* [Given records]:
○ ○ ○ ○ ○

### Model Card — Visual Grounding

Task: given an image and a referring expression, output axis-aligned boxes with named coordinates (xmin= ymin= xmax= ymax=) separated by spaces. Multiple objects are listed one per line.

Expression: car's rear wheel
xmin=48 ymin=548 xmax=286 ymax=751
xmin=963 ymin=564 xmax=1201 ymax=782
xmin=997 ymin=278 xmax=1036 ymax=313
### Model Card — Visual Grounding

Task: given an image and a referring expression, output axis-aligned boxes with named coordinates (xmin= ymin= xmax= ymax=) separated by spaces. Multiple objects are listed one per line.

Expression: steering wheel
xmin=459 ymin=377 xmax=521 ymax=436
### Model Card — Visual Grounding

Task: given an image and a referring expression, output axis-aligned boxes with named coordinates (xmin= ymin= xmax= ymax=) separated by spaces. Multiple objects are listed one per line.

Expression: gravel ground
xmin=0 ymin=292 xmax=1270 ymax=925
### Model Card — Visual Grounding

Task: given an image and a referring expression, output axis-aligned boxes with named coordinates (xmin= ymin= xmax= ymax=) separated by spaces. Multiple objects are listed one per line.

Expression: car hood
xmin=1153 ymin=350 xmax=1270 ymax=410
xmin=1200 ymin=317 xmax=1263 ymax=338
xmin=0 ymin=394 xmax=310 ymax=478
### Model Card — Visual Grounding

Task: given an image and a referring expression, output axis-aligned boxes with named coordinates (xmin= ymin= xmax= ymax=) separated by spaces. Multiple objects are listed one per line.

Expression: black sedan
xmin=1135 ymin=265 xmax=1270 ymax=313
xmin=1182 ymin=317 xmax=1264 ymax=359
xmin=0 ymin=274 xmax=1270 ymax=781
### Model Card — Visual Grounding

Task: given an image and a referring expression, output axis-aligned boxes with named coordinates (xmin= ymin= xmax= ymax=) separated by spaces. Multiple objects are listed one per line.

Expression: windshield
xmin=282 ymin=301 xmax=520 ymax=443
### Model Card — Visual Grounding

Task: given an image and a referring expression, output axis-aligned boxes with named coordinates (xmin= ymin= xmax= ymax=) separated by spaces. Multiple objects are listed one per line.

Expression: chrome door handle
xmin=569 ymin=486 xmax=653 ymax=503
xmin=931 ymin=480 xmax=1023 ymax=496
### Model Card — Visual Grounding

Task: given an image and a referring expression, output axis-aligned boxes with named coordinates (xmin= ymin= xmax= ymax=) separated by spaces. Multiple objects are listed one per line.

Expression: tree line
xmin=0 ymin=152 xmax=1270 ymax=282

○ ○ ○ ○ ○

* [Exercise directions]: Copy the lines above word for word, keeping every character unchanged.

* [Output]:
### Model Card — Visual Grounding

Task: given an image and a referring expression, output axis-aligned boxes with named coordinates (xmin= ymin= xmax= ymax=) separated by spaces. Multiple objects are listed one per line.

Expression: car's rear wheel
xmin=48 ymin=548 xmax=286 ymax=751
xmin=963 ymin=564 xmax=1201 ymax=782
xmin=997 ymin=278 xmax=1036 ymax=313
### Model Card — Visual Grounding

Task: given an image and a referring expression, output axis-aligned boxes with named coordinates (xmin= ymin= xmax= ymax=) separated by spaces. Multiple objects are listed one per line.

Expression: steering wheel
xmin=459 ymin=377 xmax=521 ymax=436
### Model Card — Visual Grounding

Task: given an image and a referring expression, output axis-aligned boxes with named coordinates (xmin= ymin= xmax= ymax=) separated by spaces. Multiple objects are listed one per line.

Expression: gravel ground
xmin=0 ymin=292 xmax=1270 ymax=925
### Model Card — Visual Grounding

Task: given an image and a referring expression, output axis-aligned boxes with named coordinates (xmin= ymin= xmax= ymax=) separated by spaces. Multiple objects are listed one per line.

Expression: car hood
xmin=1153 ymin=350 xmax=1270 ymax=410
xmin=1200 ymin=317 xmax=1263 ymax=338
xmin=0 ymin=394 xmax=310 ymax=478
### Model Card — Visual Grounding

Task: given an image and a referring expression, output axis-aligned boxes with named coordinates (xmin= ymin= xmax= ymax=) separated by spaces. Multiple objects are listed one per line.

Expression: black sedan
xmin=1135 ymin=265 xmax=1270 ymax=313
xmin=1182 ymin=317 xmax=1264 ymax=359
xmin=0 ymin=274 xmax=1270 ymax=781
### Model Card — Visual Grounding

Task: given an image and a referring expression, output axis-aligned boxes with named coordinates (xmin= ymin= xmax= ymax=) separated by spaces. Multiple objects are listed one per line.

Expression: windshield
xmin=282 ymin=301 xmax=520 ymax=443
### Model Card — Visual Grounding

Task: given an image and a referring expression, output axis-aligned boxes with named coordinates (xmin= ymin= xmax= ymax=) separated by spaces. Multiple objects are listed one per line.

Expression: chrome door handle
xmin=569 ymin=486 xmax=653 ymax=503
xmin=931 ymin=480 xmax=1023 ymax=496
### Model Card — Visual Grounding

Task: given an image and a referring expression, output axis-aligned boxes with named coordinates (xmin= ymin= xmax= ymax=) separated by spaces. Multiple objects are listed one per line.

Expression: tree line
xmin=0 ymin=152 xmax=1270 ymax=282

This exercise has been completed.